**READING TEXT:**
────

NEVER will we discuss game theory, limiting overhead, common sense, etc. Let's keep this religious.

Q: "Why do you think insurance shouldn't cover these $10 pills?"

A: "He wrote it thus, when his arm was moved by the will of The Noodly One."

Q: "Do you think it is more efficient that the patient directly pay the supplier of the pills rather without going through a middleman or filing a claim to get reimbursed?"

A: "I have no opinion about that. I do not know nor do I care."

Q: "But don't you at least agree that if the patient shops around, the might be able to get the pills for $8 here instead of $10 there?"

A: "The questions is impertinent. You're missing the point: the cost is irrelevant. This is a matter of good versus evil, and recognizing the essential basil oil in our souls. We transact directly with our sellers because we must, not because it reduces cost."

Q: "What if you don't? Suppose I could reduce claims processing overhead so that--"

A: "Overhead is irrelevant!"

Q: "Ok, but what if I had you file a claim for an $8 bottle of pills?"

A: "The horror!! No, please, no. That is the Shadow Sauce speaking through you. I cannot transact a drug purchase in such a manner!"

Q: "Wait a minute. How do you know all this?"

A: "I just do."

The big question is: do you think you can handle doing this? Mystics make this stuff all look so easy but you have to understand, they train this behavior their whole lives, guided from the time they are children. It's a way of life.

Comment Re:Waste of Tech (Score 1) 66

I used quite a bit of tech in my last gardening endeavor, but not in an "Internet of things" way. I used Craigslist to scrounge for everything except my tomato seedlings. I used bamboo that was growing by the side of the house to cage the plants. It was like a big scavenger hunt to see whether or not I could get "something for nothing". I even saved seeds for the next year; but I think they got lost in the move. I moved too late in the growing season and had too much else going on to garden this year; but I can't wait to get back into it. My new place has an almond tree, so at least I've got nuts. Ummm... let me rephrase that...

────

**TASKS TO PERFORM:**
• a. Summarize the passage in three sentences.
• b. From the passage, extract the portion that begins at the words "I used quite" and stop after "me rephrase that...".

────

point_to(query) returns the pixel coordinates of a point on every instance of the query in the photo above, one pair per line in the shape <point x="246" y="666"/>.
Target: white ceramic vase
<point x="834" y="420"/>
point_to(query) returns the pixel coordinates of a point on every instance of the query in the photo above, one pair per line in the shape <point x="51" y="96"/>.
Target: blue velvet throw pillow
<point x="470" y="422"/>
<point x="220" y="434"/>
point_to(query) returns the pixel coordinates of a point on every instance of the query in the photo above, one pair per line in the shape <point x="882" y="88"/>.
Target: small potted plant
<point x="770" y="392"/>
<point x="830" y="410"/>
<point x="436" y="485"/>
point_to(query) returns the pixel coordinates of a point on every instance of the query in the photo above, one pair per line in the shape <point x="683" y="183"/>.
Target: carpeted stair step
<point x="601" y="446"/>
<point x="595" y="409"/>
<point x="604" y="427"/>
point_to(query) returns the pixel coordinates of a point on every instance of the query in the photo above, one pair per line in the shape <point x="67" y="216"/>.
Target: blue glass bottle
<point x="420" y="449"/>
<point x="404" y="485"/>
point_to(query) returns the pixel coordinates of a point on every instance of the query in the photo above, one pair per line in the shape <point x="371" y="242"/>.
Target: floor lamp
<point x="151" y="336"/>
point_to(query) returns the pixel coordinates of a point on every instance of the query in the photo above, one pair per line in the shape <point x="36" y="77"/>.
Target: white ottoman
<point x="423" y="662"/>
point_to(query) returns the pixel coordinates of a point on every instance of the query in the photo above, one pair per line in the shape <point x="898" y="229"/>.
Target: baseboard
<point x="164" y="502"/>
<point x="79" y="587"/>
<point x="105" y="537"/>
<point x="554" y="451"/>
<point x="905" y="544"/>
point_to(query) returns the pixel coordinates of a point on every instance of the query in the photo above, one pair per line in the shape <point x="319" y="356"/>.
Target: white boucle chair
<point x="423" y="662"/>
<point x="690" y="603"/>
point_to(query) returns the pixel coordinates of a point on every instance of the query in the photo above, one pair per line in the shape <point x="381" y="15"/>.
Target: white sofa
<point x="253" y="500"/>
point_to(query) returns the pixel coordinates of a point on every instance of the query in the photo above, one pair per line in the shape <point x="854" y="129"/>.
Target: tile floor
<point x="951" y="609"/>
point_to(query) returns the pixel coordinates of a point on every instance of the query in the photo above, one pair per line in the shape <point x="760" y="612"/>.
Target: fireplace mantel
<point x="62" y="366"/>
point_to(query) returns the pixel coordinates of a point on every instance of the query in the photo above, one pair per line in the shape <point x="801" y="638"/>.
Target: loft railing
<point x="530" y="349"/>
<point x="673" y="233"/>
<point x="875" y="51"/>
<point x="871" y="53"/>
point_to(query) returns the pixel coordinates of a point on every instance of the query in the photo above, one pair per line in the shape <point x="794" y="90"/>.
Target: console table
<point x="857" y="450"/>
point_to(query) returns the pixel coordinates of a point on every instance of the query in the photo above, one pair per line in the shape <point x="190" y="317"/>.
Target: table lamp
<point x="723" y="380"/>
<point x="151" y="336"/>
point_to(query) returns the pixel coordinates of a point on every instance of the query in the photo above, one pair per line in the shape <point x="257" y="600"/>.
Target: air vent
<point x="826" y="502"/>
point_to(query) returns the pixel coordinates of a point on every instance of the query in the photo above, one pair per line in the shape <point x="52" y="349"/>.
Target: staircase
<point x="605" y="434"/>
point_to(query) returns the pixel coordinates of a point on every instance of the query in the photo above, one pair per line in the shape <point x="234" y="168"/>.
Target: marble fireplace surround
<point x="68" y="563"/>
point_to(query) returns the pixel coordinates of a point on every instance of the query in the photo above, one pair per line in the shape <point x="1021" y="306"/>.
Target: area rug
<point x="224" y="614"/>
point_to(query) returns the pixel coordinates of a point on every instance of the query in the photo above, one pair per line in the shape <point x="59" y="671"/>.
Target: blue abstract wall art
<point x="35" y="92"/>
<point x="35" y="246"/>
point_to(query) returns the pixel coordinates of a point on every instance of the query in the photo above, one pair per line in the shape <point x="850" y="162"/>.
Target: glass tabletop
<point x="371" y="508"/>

────

**ANSWERS TO THIS EXERCISE:**
• a. The passage presents a mock dialogue in which a speaker refuses to consider cost, overhead, or efficiency when asked why insurance shouldn't cover $10 pills, saying instead that it is a matter of good versus evil and of the will of The Noodly One. It then remarks that mystics train this behavior their whole lives, starting in childhood, because it is a way of life. A comment follows describing a gardening effort that used Craigslist to scrounge nearly everything and bamboo from beside the house to cage the plants, and it notes that the writer's new place has an almond tree.

• b.
I used quite a bit of tech in my last gardening endeavor, but not in an "Internet of things" way. I used Craigslist to scrounge for everything except my tomato seedlings. I used bamboo that was growing by the side of the house to cage the plants. It was like a big scavenger hunt to see whether or not I could get "something for nothing". I even saved seeds for the next year; but I think they got lost in the move. I moved too late in the growing season and had too much else going on to garden this year; but I can't wait to get back into it. My new place has an almond tree, so at least I've got nuts. Ummm... let me rephrase that...